-- Begin Exercise data --

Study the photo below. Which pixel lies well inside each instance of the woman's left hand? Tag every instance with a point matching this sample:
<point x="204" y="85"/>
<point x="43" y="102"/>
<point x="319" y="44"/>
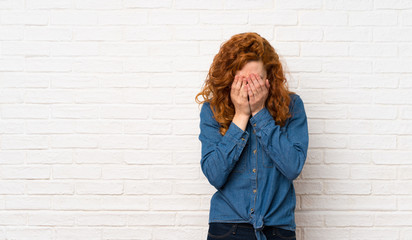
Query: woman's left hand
<point x="258" y="91"/>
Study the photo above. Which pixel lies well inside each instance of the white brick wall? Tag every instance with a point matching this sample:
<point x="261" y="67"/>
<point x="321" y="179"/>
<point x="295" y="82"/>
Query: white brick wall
<point x="98" y="124"/>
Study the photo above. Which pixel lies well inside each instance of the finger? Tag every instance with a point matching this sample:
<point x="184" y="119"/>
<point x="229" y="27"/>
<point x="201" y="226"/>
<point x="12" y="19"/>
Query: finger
<point x="256" y="82"/>
<point x="234" y="81"/>
<point x="233" y="90"/>
<point x="253" y="87"/>
<point x="245" y="89"/>
<point x="239" y="83"/>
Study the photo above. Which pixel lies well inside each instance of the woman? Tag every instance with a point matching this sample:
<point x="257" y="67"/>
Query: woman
<point x="254" y="138"/>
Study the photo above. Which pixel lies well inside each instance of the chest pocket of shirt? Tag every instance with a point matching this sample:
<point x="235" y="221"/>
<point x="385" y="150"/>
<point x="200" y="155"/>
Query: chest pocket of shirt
<point x="267" y="162"/>
<point x="240" y="165"/>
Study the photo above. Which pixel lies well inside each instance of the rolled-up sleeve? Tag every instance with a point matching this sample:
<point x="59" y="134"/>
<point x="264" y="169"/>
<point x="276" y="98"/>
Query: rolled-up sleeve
<point x="287" y="149"/>
<point x="219" y="153"/>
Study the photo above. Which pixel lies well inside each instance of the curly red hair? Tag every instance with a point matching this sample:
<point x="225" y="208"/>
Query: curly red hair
<point x="232" y="56"/>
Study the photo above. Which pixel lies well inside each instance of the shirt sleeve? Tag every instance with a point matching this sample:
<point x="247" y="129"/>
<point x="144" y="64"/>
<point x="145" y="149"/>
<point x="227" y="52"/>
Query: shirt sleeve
<point x="219" y="153"/>
<point x="287" y="149"/>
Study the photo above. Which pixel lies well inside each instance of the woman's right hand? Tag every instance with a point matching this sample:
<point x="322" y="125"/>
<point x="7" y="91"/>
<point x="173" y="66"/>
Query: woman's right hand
<point x="239" y="96"/>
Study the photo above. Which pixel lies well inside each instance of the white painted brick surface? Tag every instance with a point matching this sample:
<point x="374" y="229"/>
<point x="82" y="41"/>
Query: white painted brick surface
<point x="99" y="128"/>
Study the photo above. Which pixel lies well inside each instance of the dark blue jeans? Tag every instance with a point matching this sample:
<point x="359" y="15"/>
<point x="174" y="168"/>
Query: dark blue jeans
<point x="245" y="231"/>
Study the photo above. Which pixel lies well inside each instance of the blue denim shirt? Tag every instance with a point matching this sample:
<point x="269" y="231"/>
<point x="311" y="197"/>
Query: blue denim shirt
<point x="253" y="170"/>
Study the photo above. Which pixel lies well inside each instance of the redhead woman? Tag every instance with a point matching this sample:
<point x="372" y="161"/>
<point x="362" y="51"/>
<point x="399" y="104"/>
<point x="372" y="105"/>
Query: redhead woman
<point x="254" y="137"/>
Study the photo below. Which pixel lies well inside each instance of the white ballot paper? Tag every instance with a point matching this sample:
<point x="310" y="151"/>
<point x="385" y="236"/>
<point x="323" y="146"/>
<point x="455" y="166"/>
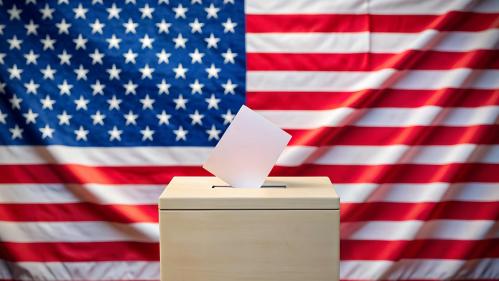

-- End Exercise data --

- **Exercise aim**: Render all of the material above as a JSON list of strings, with one string per line. Omit blank lines and leave the pictures out.

- **Complete answer**:
[
  "Study the photo below. Which pixel lies well inside each instance of the woman's left hand? Tag every instance with a point matching this sample:",
  "<point x=\"204\" y=\"85\"/>",
  "<point x=\"43\" y=\"102\"/>",
  "<point x=\"319\" y=\"44\"/>",
  "Query: woman's left hand",
  "<point x=\"258\" y=\"91\"/>",
  "Study the photo above. Which pixel lies well inside each instance of the white brick wall? Tag every instance with a point matching this sample:",
  "<point x=\"261\" y=\"67\"/>",
  "<point x=\"321\" y=\"179\"/>",
  "<point x=\"295\" y=\"82\"/>",
  "Query: white brick wall",
  "<point x=\"98\" y=\"124\"/>",
  "Study the photo above. Which pixel lies well inside each instance of the finger? Tag every instance with a point matching this sample:",
  "<point x=\"184\" y=\"119\"/>",
  "<point x=\"229\" y=\"27\"/>",
  "<point x=\"201\" y=\"226\"/>",
  "<point x=\"12\" y=\"19\"/>",
  "Query: finger",
  "<point x=\"256\" y=\"82\"/>",
  "<point x=\"234\" y=\"81\"/>",
  "<point x=\"233\" y=\"90\"/>",
  "<point x=\"253\" y=\"87\"/>",
  "<point x=\"245\" y=\"89\"/>",
  "<point x=\"239\" y=\"83\"/>",
  "Study the photo above. Which pixel lies well inside each instance of the woman? Tag every instance with a point matching this sample:",
  "<point x=\"257\" y=\"67\"/>",
  "Query: woman",
  "<point x=\"254\" y=\"138\"/>",
  "Study the photo above. Which pixel lies well inside each instance of the chest pocket of shirt? Tag every instance with a point matching this sample:",
  "<point x=\"235\" y=\"221\"/>",
  "<point x=\"385\" y=\"150\"/>",
  "<point x=\"200\" y=\"155\"/>",
  "Query: chest pocket of shirt",
  "<point x=\"267\" y=\"162\"/>",
  "<point x=\"240\" y=\"165\"/>",
  "Study the photo above. Which pixel lies well inside each instance of the rolled-up sleeve? Tag every instance with a point matching this sample:",
  "<point x=\"59\" y=\"134\"/>",
  "<point x=\"264\" y=\"169\"/>",
  "<point x=\"276\" y=\"98\"/>",
  "Query: rolled-up sleeve",
  "<point x=\"287\" y=\"149\"/>",
  "<point x=\"219\" y=\"153\"/>",
  "Study the photo above. Which pixel lies well inside each instance of the curly red hair? Tag every instance with a point matching this sample:",
  "<point x=\"225\" y=\"208\"/>",
  "Query: curly red hair",
  "<point x=\"232\" y=\"56\"/>",
  "Study the photo above. Which pixel lies well inside each instance of the shirt sleeve? Tag every instance with a point matching this sample:",
  "<point x=\"247\" y=\"129\"/>",
  "<point x=\"144\" y=\"64\"/>",
  "<point x=\"145\" y=\"149\"/>",
  "<point x=\"227\" y=\"52\"/>",
  "Query: shirt sleeve",
  "<point x=\"219\" y=\"153\"/>",
  "<point x=\"287\" y=\"149\"/>",
  "Study the photo above. Which pixel lies well inside each instance of the woman's right hand? Tag every instance with a point matching this sample:",
  "<point x=\"322\" y=\"125\"/>",
  "<point x=\"7\" y=\"91\"/>",
  "<point x=\"173\" y=\"66\"/>",
  "Query: woman's right hand",
  "<point x=\"239\" y=\"96\"/>",
  "Study the photo above. Which pixel lies well inside each instance of the white painted brick surface? Tag every instance with a point matching this sample:",
  "<point x=\"374\" y=\"229\"/>",
  "<point x=\"82\" y=\"41\"/>",
  "Query: white painted brick surface",
  "<point x=\"99\" y=\"128\"/>",
  "Study the photo above. Which pixel lies well inside each instance of the dark blue jeans? Tag every instance with a point matching this sample:",
  "<point x=\"359\" y=\"15\"/>",
  "<point x=\"174\" y=\"168\"/>",
  "Query: dark blue jeans",
  "<point x=\"245\" y=\"231\"/>",
  "Study the photo above. Which pixel lies well inside each instance of the blue denim shirt? Tag every instance with a point matching this sample:",
  "<point x=\"269\" y=\"231\"/>",
  "<point x=\"311\" y=\"197\"/>",
  "Query: blue denim shirt",
  "<point x=\"253\" y=\"170\"/>",
  "Study the photo above. Which pixel lies well inside each instance of the redhead woman? Tag every instance with a point matching this sample:",
  "<point x=\"372\" y=\"161\"/>",
  "<point x=\"362\" y=\"51\"/>",
  "<point x=\"399\" y=\"104\"/>",
  "<point x=\"372\" y=\"105\"/>",
  "Query: redhead woman",
  "<point x=\"254\" y=\"137\"/>",
  "Study the photo below. Which pixel lies well inside each instance of the white ballot paper? Tag every instance with a point matching this sample:",
  "<point x=\"310\" y=\"151\"/>",
  "<point x=\"385\" y=\"236\"/>",
  "<point x=\"323\" y=\"146\"/>",
  "<point x=\"455\" y=\"166\"/>"
]